TEKS BACAAN:
☆ ☆ ☆ ☆ ☆

Uncategorized

You Must Choose


Setelah menyelesaikan study, saya
kembali tinggal di daerah kelahiran saya. Hidup bersama keluarga kecil yang
sederhana. Alhamdulillah, sebelum akhirnya saya benar-benar di wisuda, saya
sudah mendapatkan pekerjaan sebagai guru, sesuai dengan pendidikan yang saya
tempuh selama empat tahun silam.

Tidak ada satupun keluarga saya
yang menjadi seorang guru. Bisa dikatakan, saya satu-satunya. Dari keluarga
bapak atau pun ibu sama sekali tidak ada yang menjadi guru. Dulu
sebelum akhirnya saya lulus, saya sempat merasa khawatir bagaimana nanti saya
menjalani kehidupan saya. Mengenai karir saya.

Saya bertanya ke beberapa teman
saya selagi masih kuliah. Setelah kuliah nanti mau ngajar dimana? Kebanyakan
dari mereka akan mengajar di sekolah yang sudah ditetapkan.
Karena mereka sudah mempunyai link untuk mengajar di sekolah itu. Dalam hati,
bagaimana dengan saya nanti, yang ‘tidak mempunyai siapa-siapa’ (tidak ada
relasi atau kenalan di sekolah-sekolah). Dan ternyata beberapa teman yang lain pun bernasib sama dengan saya.

Beberapa teman saya yang lain, banyak
yang sudah mendapatkan pekerjaan sebelum menyelesaikan sidang skripsi. Saya
ingat sekali, setelah sidang skripsi selesai, saya baru apply ke sekolah-sekolah
yang sedang membuka lowongan.

☆ ☆ ☆ ☆ ☆

DAFTAR ENTRI:

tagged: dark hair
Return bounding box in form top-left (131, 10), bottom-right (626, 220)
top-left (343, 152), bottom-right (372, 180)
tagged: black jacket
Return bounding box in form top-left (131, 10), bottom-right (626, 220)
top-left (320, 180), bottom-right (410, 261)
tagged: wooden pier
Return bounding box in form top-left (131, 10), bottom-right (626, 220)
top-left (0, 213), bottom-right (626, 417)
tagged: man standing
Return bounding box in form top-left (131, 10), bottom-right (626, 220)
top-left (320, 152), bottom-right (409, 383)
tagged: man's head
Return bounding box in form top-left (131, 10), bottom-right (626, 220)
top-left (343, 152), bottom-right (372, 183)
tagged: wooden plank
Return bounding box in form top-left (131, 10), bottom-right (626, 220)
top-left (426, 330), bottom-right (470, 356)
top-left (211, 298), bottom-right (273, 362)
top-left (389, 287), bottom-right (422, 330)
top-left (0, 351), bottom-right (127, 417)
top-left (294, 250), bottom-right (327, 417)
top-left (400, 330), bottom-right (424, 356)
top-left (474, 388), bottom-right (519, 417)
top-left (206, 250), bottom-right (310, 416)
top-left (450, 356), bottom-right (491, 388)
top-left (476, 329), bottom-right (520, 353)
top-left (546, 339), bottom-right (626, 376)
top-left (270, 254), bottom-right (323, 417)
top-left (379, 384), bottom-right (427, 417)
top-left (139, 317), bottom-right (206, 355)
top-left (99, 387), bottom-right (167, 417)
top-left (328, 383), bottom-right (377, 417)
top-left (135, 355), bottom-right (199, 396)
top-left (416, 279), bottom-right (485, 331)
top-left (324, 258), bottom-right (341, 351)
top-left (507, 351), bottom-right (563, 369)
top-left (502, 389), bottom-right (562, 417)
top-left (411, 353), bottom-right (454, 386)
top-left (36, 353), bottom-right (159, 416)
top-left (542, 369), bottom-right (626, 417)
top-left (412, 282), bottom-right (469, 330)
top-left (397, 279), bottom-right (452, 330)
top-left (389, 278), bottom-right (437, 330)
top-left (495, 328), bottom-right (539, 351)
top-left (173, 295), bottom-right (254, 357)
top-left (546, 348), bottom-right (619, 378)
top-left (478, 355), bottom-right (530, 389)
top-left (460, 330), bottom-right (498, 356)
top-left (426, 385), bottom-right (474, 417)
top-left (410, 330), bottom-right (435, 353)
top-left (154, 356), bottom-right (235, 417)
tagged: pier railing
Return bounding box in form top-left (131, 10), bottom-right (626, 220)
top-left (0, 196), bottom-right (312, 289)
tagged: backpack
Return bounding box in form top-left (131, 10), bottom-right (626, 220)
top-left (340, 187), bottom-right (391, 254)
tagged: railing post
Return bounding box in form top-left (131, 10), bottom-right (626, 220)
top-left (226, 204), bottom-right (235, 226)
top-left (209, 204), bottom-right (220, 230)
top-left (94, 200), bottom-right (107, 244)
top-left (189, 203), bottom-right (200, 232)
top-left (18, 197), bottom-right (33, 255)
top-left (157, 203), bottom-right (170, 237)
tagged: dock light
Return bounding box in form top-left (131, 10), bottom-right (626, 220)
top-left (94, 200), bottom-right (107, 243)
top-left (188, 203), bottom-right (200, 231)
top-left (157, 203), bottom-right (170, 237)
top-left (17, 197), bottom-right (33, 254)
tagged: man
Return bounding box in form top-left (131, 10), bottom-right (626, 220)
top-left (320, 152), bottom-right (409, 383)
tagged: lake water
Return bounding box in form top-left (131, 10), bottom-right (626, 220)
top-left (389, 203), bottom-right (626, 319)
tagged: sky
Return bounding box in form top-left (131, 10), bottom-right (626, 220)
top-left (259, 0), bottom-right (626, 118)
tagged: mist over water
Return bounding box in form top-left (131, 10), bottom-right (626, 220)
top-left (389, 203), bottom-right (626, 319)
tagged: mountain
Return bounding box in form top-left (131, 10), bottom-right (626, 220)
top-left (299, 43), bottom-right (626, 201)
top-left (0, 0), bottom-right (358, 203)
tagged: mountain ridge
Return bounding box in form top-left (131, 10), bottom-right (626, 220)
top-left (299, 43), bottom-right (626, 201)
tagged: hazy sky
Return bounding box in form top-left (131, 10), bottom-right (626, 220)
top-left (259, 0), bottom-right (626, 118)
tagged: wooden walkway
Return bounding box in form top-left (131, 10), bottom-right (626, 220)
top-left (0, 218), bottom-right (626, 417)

☆ ☆ ☆ ☆ ☆

INSTRUKSI 1:
Jawablah pertanyaan berikut berdasarkan teks bacaan tentang pengalaman menjadi guru.
(a) Pekerjaan apa yang sudah didapat penulis sebelum benar-benar diwisuda?
(b) Berapa lama pendidikan yang ditempuh penulis?
(c) Mengapa kebanyakan teman penulis akan mengajar di sekolah yang sudah ditetapkan?
INSTRUKSI 2:
Teruskan teks bacaan tentang pengalaman menjadi guru mulai dari kalimat terakhir yang ditampilkan.

JAWABAN YANG DIHARAPKAN 1:
(a) Penulis sudah mendapatkan pekerjaan sebagai guru.
(b) Pendidikan itu ditempuh selama empat tahun.
(c) Mereka sudah mempunyai link untuk mengajar di sekolah itu.

JAWABAN YANG DIHARAPKAN 2:
Tepat setelah saya menyelesaikan
segala hal yang berkaitan dengan tugas akhir, saya langsung diterima mengajar
di salah satu sekolah swasta di daerah kelahiran saya. Sejak saat itu, hari-hari
saya bekerja sebagai seorang guru. Berangkat pagi, pulang sore itulah rutinitas
dari Senin sampai Sabtu. Bersyukur sekali kepada Allah SWT atas segala nikmat
ini.

Saya tinggal di lingkungan, yang
sebagian besar orangnya lebih memilih untuk bekerja di luar negeri. Setelah
lulus sekolah SMP atau SMA, mereka pergi keluar negeri mencari uang yang
sebulannya bisa mendapat bayaran sampe puluhan juta. Ada yang bekerja ke Taiwan,
Singapura, Malaysia dan negara-negara lainnya.  

Kerap kali saya mendapat slentingan
engga enak dari beberapa orang. “Mending kerja keluar negeri dibandingkan jadi
guru, gajinya kecil, di luar negeri bisa dapet puluhan juta.” “Percuma kuliah
lama-lama, menghabiskan banyak uang, tapi gajinya kecil, masih mending abis
sekolah SMA ke luar negeri bisa punya uang banyak.”

Anehnya orang-orang yang berbicara demikian adalah mereka yang tidak merasakan bekerja di luar negeri. Pendapat mereka hanya berdasarkan dari apa yang mereka lihat. Enaknya melihat orang sepulang dari luar negeri membangun rumah mewah, punya kendaraan bagus, dll. Mereka seakan-akan berkomentar kosong tanpa mengetahui apa sebenarnya yang sedang terjadi.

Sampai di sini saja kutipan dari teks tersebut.